# TASK REQUIREMENTS:
Output every record precisely.

# DATA RECORDS:
========================
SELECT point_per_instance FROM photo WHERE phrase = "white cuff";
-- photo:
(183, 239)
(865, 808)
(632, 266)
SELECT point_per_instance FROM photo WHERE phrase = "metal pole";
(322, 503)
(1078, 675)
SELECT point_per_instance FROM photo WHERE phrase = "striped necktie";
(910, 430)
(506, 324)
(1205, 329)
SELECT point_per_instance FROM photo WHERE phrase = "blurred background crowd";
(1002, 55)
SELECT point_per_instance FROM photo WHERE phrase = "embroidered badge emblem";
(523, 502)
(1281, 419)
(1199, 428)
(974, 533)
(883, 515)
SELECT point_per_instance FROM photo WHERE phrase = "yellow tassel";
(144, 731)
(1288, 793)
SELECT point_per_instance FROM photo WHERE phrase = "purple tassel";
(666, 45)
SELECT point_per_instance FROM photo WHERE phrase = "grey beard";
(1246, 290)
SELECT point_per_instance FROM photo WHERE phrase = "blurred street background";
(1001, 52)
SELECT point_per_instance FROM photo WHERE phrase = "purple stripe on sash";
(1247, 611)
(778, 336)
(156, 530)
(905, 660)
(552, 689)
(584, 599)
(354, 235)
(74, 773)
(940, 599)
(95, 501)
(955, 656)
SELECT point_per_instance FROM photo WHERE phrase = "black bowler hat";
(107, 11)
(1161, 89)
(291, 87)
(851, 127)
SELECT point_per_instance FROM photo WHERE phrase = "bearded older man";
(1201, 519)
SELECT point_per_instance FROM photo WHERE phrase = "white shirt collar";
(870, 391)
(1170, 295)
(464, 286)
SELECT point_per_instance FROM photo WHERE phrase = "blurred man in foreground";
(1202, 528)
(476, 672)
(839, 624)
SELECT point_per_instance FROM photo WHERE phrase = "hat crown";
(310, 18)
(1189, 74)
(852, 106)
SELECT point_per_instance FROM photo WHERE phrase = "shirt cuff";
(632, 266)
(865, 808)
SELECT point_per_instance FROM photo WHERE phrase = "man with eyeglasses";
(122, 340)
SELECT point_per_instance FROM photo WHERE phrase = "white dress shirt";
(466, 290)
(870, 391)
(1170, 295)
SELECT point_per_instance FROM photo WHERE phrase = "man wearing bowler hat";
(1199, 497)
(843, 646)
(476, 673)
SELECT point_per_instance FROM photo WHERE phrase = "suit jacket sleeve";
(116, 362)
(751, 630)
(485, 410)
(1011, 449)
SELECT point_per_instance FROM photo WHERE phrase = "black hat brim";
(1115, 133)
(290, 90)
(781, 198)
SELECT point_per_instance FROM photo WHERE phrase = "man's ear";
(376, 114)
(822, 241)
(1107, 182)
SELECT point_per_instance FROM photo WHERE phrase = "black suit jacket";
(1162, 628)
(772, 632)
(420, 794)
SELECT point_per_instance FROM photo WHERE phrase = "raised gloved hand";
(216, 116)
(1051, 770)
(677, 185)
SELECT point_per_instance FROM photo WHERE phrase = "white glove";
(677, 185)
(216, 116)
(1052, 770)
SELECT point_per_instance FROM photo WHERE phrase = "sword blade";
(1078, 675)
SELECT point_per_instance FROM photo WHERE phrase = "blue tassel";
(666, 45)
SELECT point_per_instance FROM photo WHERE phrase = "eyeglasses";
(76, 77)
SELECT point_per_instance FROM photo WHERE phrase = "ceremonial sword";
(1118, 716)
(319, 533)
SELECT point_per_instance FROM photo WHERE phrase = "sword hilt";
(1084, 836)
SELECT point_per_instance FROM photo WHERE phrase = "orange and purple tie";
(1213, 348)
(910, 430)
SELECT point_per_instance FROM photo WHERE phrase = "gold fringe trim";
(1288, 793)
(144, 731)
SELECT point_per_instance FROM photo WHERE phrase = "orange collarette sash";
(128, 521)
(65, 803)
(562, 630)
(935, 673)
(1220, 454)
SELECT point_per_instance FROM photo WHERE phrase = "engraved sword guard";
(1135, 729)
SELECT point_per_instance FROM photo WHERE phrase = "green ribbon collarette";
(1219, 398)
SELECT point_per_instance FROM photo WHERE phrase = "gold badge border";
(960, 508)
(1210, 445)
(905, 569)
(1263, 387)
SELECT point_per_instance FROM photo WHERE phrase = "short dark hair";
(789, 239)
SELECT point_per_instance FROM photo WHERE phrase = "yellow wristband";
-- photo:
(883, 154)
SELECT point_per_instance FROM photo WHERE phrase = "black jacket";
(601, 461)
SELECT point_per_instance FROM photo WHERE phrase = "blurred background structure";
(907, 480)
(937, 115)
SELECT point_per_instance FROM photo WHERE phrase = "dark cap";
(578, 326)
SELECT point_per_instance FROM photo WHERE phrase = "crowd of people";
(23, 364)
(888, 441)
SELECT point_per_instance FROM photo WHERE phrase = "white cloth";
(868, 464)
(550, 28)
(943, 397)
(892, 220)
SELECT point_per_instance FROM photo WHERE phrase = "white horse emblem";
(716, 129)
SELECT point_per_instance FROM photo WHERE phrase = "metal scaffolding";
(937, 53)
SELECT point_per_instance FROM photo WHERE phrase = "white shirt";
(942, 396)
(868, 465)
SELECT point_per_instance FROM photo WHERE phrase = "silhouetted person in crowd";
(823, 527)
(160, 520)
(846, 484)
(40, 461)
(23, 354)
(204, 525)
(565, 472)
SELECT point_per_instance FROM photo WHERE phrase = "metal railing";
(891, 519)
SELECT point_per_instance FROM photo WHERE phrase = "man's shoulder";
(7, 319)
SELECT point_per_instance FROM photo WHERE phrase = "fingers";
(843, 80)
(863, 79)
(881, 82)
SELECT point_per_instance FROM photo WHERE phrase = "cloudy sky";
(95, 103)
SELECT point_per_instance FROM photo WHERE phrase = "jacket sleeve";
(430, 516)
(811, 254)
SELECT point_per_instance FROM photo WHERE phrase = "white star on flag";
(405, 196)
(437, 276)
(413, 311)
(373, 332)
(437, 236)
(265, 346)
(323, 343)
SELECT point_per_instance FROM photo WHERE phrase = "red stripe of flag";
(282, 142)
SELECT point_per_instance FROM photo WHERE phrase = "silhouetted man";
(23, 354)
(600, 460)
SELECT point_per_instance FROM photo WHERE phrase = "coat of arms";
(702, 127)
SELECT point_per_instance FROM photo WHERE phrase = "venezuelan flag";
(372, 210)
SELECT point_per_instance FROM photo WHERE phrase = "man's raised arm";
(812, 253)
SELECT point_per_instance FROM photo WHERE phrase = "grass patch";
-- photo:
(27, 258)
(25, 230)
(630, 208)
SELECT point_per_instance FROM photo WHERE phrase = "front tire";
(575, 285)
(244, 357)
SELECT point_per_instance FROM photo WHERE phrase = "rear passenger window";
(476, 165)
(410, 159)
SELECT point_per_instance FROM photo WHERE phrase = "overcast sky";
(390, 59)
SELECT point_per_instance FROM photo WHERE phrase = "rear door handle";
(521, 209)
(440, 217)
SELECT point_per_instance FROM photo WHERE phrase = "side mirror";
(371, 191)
========================
# SOLUTION BELOW:
SELECT point_per_instance FROM photo WHERE phrase = "white cuff";
-- photo:
(183, 239)
(865, 808)
(632, 266)
SELECT point_per_instance FROM photo WHERE phrase = "metal pole";
(322, 503)
(1078, 675)
SELECT point_per_instance FROM photo WHERE phrase = "striped necktie";
(910, 430)
(506, 324)
(1205, 329)
SELECT point_per_instance FROM photo WHERE phrase = "blurred background crowd";
(1002, 55)
SELECT point_per_instance FROM photo WHERE phrase = "embroidered badge emblem";
(523, 502)
(1281, 419)
(1199, 428)
(974, 533)
(883, 515)
SELECT point_per_instance FROM photo WHERE phrase = "yellow tassel";
(144, 731)
(1288, 793)
SELECT point_per_instance FROM photo WHERE phrase = "purple tassel";
(666, 45)
SELECT point_per_instance FROM photo WHERE phrase = "grey beard";
(1246, 290)
SELECT point_per_instance FROM photo WHERE phrase = "blurred street background";
(1001, 52)
SELECT point_per_instance FROM photo WHERE phrase = "purple stripe on sash";
(1247, 611)
(778, 336)
(156, 530)
(905, 660)
(552, 689)
(584, 599)
(354, 235)
(74, 773)
(940, 599)
(95, 501)
(955, 656)
SELECT point_per_instance FROM photo WHERE phrase = "black bowler hat";
(107, 11)
(1161, 89)
(291, 87)
(851, 127)
SELECT point_per_instance FROM photo WHERE phrase = "bearded older man";
(1201, 519)
SELECT point_per_instance FROM photo WHERE phrase = "white shirt collar";
(870, 391)
(1170, 295)
(464, 286)
SELECT point_per_instance FROM photo WHERE phrase = "blurred man in foreground";
(1202, 528)
(476, 672)
(839, 624)
SELECT point_per_instance FROM photo WHERE phrase = "hat crown";
(310, 18)
(1189, 74)
(852, 106)
SELECT point_per_instance FROM photo WHERE phrase = "shirt cuff";
(632, 266)
(865, 808)
SELECT point_per_instance FROM photo WHERE phrase = "man with eyeglasses";
(122, 340)
SELECT point_per_instance FROM photo WHERE phrase = "white dress shirt";
(466, 290)
(870, 391)
(1170, 295)
SELECT point_per_instance FROM photo WHERE phrase = "man wearing bowler hat";
(1199, 497)
(843, 646)
(476, 673)
SELECT point_per_instance FROM photo WHERE phrase = "suit jacket sleeve";
(116, 362)
(751, 630)
(485, 410)
(1011, 449)
SELECT point_per_instance FROM photo WHERE phrase = "black hat brim";
(1115, 133)
(290, 90)
(781, 198)
SELECT point_per_instance FROM photo WHERE phrase = "man's ear";
(376, 114)
(822, 241)
(1107, 182)
SELECT point_per_instance FROM photo WHERE phrase = "black suit jacket";
(1162, 628)
(772, 632)
(420, 794)
SELECT point_per_instance FROM photo WHERE phrase = "raised gloved hand";
(216, 116)
(1051, 770)
(677, 185)
SELECT point_per_instance FROM photo WHERE phrase = "white glove";
(677, 185)
(216, 116)
(1052, 770)
SELECT point_per_instance FROM photo WHERE phrase = "sword blade";
(1078, 675)
SELECT point_per_instance FROM photo WHERE phrase = "blue tassel";
(666, 45)
SELECT point_per_instance FROM photo WHERE phrase = "eyeglasses";
(76, 77)
SELECT point_per_instance FROM photo WHERE phrase = "ceremonial sword";
(1118, 716)
(319, 533)
SELECT point_per_instance FROM photo WHERE phrase = "sword hilt";
(1084, 836)
SELECT point_per_instance FROM photo WHERE phrase = "orange and purple tie";
(1213, 348)
(910, 430)
SELECT point_per_instance FROM photo WHERE phrase = "gold fringe trim";
(1288, 793)
(144, 731)
SELECT point_per_instance FROM photo WHERE phrase = "orange collarette sash";
(128, 521)
(65, 803)
(562, 630)
(935, 673)
(1220, 454)
SELECT point_per_instance FROM photo WHERE phrase = "engraved sword guard";
(1135, 729)
SELECT point_per_instance FROM photo WHERE phrase = "green ribbon collarette";
(1219, 398)
SELECT point_per_instance FROM photo WHERE phrase = "gold badge border";
(960, 508)
(1210, 445)
(905, 569)
(1263, 387)
SELECT point_per_instance FROM photo WHERE phrase = "short dark hair";
(789, 239)
SELECT point_per_instance FROM photo WHERE phrase = "yellow wristband";
-- photo:
(883, 154)
SELECT point_per_instance FROM photo WHERE phrase = "black jacket";
(601, 461)
SELECT point_per_instance FROM photo WHERE phrase = "blurred background structure";
(907, 480)
(937, 115)
SELECT point_per_instance FROM photo WHERE phrase = "dark cap";
(578, 326)
SELECT point_per_instance FROM photo WHERE phrase = "crowd of people";
(23, 364)
(888, 441)
SELECT point_per_instance FROM photo WHERE phrase = "white cloth";
(868, 464)
(550, 28)
(943, 397)
(892, 220)
SELECT point_per_instance FROM photo WHERE phrase = "white horse emblem";
(716, 129)
SELECT point_per_instance FROM photo WHERE phrase = "metal scaffolding";
(937, 53)
SELECT point_per_instance FROM photo WHERE phrase = "white shirt";
(942, 396)
(868, 465)
SELECT point_per_instance FROM photo WHERE phrase = "silhouetted person in crowd";
(823, 527)
(160, 520)
(846, 484)
(40, 461)
(23, 354)
(204, 525)
(565, 472)
SELECT point_per_instance FROM photo WHERE phrase = "metal railing";
(891, 519)
SELECT point_per_instance FROM photo WHERE phrase = "man's shoulder";
(7, 319)
SELECT point_per_instance FROM photo WHERE phrase = "fingers";
(843, 80)
(863, 79)
(881, 82)
SELECT point_per_instance FROM photo WHERE phrase = "cloudy sky";
(95, 103)
SELECT point_per_instance FROM photo WHERE phrase = "jacket sleeve";
(430, 516)
(811, 254)
SELECT point_per_instance FROM photo WHERE phrase = "white star on flag";
(405, 196)
(437, 276)
(413, 311)
(373, 332)
(437, 236)
(265, 346)
(323, 343)
SELECT point_per_instance FROM photo WHERE phrase = "red stripe of flag";
(282, 142)
SELECT point_per_instance FROM photo WHERE phrase = "silhouetted man";
(23, 354)
(600, 460)
SELECT point_per_instance FROM photo WHERE phrase = "coat of arms";
(702, 127)
SELECT point_per_instance FROM photo WHERE phrase = "venezuelan flag";
(372, 210)
SELECT point_per_instance FROM photo WHERE phrase = "man's raised arm";
(812, 253)
SELECT point_per_instance FROM photo WHERE phrase = "grass patch";
-- photo:
(27, 258)
(25, 230)
(630, 208)
SELECT point_per_instance FROM photo WHERE phrase = "front tire";
(575, 285)
(244, 357)
SELECT point_per_instance FROM photo WHERE phrase = "rear passenger window";
(476, 165)
(410, 159)
SELECT point_per_instance FROM photo WHERE phrase = "overcast sky";
(390, 59)
SELECT point_per_instance FROM photo WHERE phrase = "rear door handle";
(521, 209)
(440, 217)
SELECT point_per_instance FROM photo WHERE phrase = "side mirror";
(371, 191)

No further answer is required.